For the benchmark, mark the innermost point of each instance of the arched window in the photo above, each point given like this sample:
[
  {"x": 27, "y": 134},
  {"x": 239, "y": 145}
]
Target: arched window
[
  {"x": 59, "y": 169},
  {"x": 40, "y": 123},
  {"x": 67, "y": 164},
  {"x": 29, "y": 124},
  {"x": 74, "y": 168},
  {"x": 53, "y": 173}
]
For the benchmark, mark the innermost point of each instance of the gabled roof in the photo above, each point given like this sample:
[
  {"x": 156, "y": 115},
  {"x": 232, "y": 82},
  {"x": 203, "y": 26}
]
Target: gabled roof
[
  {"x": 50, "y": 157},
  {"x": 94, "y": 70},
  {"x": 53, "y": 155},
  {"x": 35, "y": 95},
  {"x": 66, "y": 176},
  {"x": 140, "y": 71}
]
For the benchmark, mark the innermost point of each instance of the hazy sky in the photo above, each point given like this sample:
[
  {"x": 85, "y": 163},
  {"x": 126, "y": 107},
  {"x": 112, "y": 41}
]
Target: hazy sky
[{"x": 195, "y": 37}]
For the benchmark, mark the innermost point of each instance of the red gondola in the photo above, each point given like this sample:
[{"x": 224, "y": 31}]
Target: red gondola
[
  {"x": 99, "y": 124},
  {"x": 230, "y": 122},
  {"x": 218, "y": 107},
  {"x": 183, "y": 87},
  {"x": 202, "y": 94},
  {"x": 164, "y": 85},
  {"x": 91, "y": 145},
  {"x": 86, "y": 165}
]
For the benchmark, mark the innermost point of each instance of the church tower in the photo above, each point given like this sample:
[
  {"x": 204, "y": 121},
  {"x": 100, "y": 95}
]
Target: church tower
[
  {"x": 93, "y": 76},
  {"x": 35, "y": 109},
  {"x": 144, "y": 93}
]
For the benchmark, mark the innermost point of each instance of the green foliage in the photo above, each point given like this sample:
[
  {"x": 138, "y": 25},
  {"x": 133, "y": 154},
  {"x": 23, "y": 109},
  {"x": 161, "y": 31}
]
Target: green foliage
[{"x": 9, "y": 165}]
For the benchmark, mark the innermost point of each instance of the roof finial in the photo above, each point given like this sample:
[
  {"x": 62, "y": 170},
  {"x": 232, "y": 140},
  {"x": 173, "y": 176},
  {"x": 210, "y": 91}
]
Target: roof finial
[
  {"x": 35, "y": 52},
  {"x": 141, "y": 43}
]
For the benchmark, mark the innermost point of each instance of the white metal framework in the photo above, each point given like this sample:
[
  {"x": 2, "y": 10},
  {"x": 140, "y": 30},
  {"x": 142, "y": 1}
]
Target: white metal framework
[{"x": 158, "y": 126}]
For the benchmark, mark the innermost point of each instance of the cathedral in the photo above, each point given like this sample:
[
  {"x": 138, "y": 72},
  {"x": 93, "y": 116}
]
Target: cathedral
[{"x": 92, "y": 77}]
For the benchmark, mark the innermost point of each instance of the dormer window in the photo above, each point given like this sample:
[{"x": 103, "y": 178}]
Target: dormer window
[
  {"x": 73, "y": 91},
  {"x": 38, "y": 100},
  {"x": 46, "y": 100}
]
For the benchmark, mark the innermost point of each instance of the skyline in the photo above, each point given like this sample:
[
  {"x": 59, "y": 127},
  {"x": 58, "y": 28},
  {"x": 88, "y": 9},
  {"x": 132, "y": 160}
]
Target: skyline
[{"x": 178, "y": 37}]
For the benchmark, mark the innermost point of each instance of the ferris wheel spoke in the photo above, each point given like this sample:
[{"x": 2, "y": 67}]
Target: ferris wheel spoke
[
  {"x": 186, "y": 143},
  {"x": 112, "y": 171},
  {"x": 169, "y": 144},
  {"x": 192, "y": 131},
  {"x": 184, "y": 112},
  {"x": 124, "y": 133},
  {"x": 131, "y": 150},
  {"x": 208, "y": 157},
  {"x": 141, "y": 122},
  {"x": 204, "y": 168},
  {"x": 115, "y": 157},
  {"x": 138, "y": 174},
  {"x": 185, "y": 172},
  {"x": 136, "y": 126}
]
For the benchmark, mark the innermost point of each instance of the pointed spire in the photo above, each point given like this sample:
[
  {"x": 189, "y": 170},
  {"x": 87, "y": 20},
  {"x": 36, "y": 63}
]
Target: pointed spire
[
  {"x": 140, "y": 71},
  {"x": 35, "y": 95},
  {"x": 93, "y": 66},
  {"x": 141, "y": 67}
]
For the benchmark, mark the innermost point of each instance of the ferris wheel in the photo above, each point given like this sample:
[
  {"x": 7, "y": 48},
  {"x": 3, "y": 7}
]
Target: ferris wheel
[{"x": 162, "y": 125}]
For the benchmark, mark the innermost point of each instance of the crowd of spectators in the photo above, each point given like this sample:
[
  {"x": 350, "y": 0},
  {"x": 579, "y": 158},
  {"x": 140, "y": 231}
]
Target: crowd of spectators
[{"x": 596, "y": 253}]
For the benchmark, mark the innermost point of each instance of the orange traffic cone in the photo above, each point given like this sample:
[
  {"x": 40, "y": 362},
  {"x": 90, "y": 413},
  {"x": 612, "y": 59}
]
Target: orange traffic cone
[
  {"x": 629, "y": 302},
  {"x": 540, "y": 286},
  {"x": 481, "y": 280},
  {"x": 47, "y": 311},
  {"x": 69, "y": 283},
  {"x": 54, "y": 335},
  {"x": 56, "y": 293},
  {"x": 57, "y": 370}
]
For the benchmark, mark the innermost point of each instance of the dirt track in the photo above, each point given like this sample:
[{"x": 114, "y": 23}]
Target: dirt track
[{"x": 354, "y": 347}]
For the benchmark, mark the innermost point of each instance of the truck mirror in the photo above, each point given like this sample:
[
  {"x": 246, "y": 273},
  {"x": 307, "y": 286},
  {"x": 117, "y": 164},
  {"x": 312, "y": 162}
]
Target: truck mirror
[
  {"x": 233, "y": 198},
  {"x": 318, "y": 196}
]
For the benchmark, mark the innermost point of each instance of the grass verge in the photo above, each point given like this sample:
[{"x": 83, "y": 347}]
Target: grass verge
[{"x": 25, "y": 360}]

------------------------------------------------

Problem to work on
Every line of the records above needs to be given again exactly.

Result below
For the benchmark, mark the innermost point of each instance of the arched window in the photo above, each point given like this sample:
[
  {"x": 27, "y": 134},
  {"x": 239, "y": 145}
]
Target: arched window
[
  {"x": 59, "y": 169},
  {"x": 40, "y": 123},
  {"x": 67, "y": 164},
  {"x": 29, "y": 124},
  {"x": 74, "y": 168},
  {"x": 53, "y": 173}
]
For the benchmark, mark the innermost point of each instance of the gabled roof in the photo above, each point given like this sample:
[
  {"x": 156, "y": 115},
  {"x": 232, "y": 82},
  {"x": 203, "y": 26}
]
Target: gabled roof
[
  {"x": 50, "y": 157},
  {"x": 94, "y": 70},
  {"x": 53, "y": 155},
  {"x": 35, "y": 95},
  {"x": 66, "y": 176},
  {"x": 140, "y": 71}
]
For the benchmark, mark the innermost point of each instance of the hazy sky in the photo above, each point given like this sample:
[
  {"x": 85, "y": 163},
  {"x": 126, "y": 107},
  {"x": 112, "y": 41}
]
Target: hazy sky
[{"x": 195, "y": 37}]
For the benchmark, mark the innermost point of each instance of the red gondola in the photo above, each point given like this sample:
[{"x": 224, "y": 31}]
Target: red gondola
[
  {"x": 99, "y": 124},
  {"x": 230, "y": 122},
  {"x": 218, "y": 107},
  {"x": 183, "y": 87},
  {"x": 202, "y": 94},
  {"x": 164, "y": 85},
  {"x": 91, "y": 145},
  {"x": 86, "y": 165}
]
For the benchmark, mark the innermost point of each instance of the church tower in the photo above, each point given like this sample:
[
  {"x": 204, "y": 121},
  {"x": 100, "y": 95}
]
Target: church tower
[
  {"x": 93, "y": 76},
  {"x": 35, "y": 109},
  {"x": 144, "y": 93}
]
For the benchmark, mark the innermost point of each instance of the green foliage in the photo above, each point given like this sample:
[
  {"x": 138, "y": 25},
  {"x": 133, "y": 154},
  {"x": 23, "y": 109},
  {"x": 161, "y": 31}
]
Target: green foliage
[{"x": 9, "y": 165}]
For the benchmark, mark the innermost point of each instance of the roof finial in the photo above, each point given like this sample:
[
  {"x": 62, "y": 170},
  {"x": 232, "y": 140},
  {"x": 173, "y": 176},
  {"x": 210, "y": 91}
]
Target: roof finial
[
  {"x": 35, "y": 52},
  {"x": 141, "y": 43}
]
For the benchmark, mark the innermost point of each instance of the white metal framework in the photo above, each point given like this sample:
[
  {"x": 2, "y": 10},
  {"x": 140, "y": 30},
  {"x": 142, "y": 1}
]
Target: white metal framework
[{"x": 158, "y": 126}]
For the benchmark, mark the innermost point of each instance of the cathedral in the photo above, each point given like this sample:
[
  {"x": 138, "y": 72},
  {"x": 93, "y": 116}
]
Target: cathedral
[{"x": 92, "y": 77}]
For the benchmark, mark the innermost point of each instance of the dormer window in the photo above, each point given like this sample:
[{"x": 103, "y": 178}]
Target: dormer window
[
  {"x": 73, "y": 91},
  {"x": 38, "y": 100},
  {"x": 46, "y": 100}
]
For the benchmark, mark the innermost point of each instance of the skyline in the photo above, each point given like this sample:
[
  {"x": 59, "y": 127},
  {"x": 58, "y": 28},
  {"x": 88, "y": 9},
  {"x": 132, "y": 160}
]
Target: skyline
[{"x": 178, "y": 37}]
For the benchmark, mark the innermost point of each instance of the ferris wheel spoke in the photo above, each point given like this sample:
[{"x": 2, "y": 67}]
Target: ferris wheel spoke
[
  {"x": 186, "y": 143},
  {"x": 112, "y": 171},
  {"x": 169, "y": 144},
  {"x": 192, "y": 131},
  {"x": 184, "y": 112},
  {"x": 124, "y": 133},
  {"x": 131, "y": 150},
  {"x": 208, "y": 157},
  {"x": 141, "y": 122},
  {"x": 204, "y": 168},
  {"x": 115, "y": 157},
  {"x": 138, "y": 174},
  {"x": 185, "y": 172},
  {"x": 136, "y": 126}
]
For the benchmark, mark the innermost point of each instance of the pointed spire in the photo above, each point given like this sample:
[
  {"x": 189, "y": 170},
  {"x": 87, "y": 20},
  {"x": 36, "y": 63}
]
Target: pointed spire
[
  {"x": 140, "y": 71},
  {"x": 35, "y": 95},
  {"x": 93, "y": 66},
  {"x": 141, "y": 67}
]
For the benchmark, mark the innermost point of each instance of the ferris wheel in the photo above, each point given like this sample:
[
  {"x": 7, "y": 48},
  {"x": 3, "y": 7}
]
Target: ferris wheel
[{"x": 162, "y": 125}]
For the benchmark, mark the innermost point of each instance of the crowd of spectators in the photo above, each point given like this sample:
[
  {"x": 350, "y": 0},
  {"x": 579, "y": 158},
  {"x": 140, "y": 231}
]
Target: crowd of spectators
[{"x": 596, "y": 253}]
For the benchmark, mark the innermost point of each instance of the orange traffic cone in the photo above, each point given like this sample:
[
  {"x": 40, "y": 362},
  {"x": 90, "y": 413},
  {"x": 612, "y": 59}
]
Target: orange traffic cone
[
  {"x": 629, "y": 302},
  {"x": 540, "y": 286},
  {"x": 481, "y": 280},
  {"x": 47, "y": 311},
  {"x": 69, "y": 283},
  {"x": 54, "y": 335},
  {"x": 56, "y": 293},
  {"x": 57, "y": 370}
]
For the benchmark, mark the innermost point of each instance of the dirt track in the photo above, each point given like this sample:
[{"x": 114, "y": 23}]
Target: dirt track
[{"x": 354, "y": 347}]
For the benchmark, mark the innermost point of each instance of the truck mirror in the photo above, each point given like this sample:
[
  {"x": 246, "y": 273},
  {"x": 307, "y": 286},
  {"x": 117, "y": 164},
  {"x": 312, "y": 162}
]
Target: truck mirror
[
  {"x": 233, "y": 198},
  {"x": 318, "y": 196}
]
For the benchmark, mark the innermost point of each instance of the grass verge in the photo above, each point given like this sample:
[{"x": 83, "y": 347}]
Target: grass verge
[{"x": 25, "y": 360}]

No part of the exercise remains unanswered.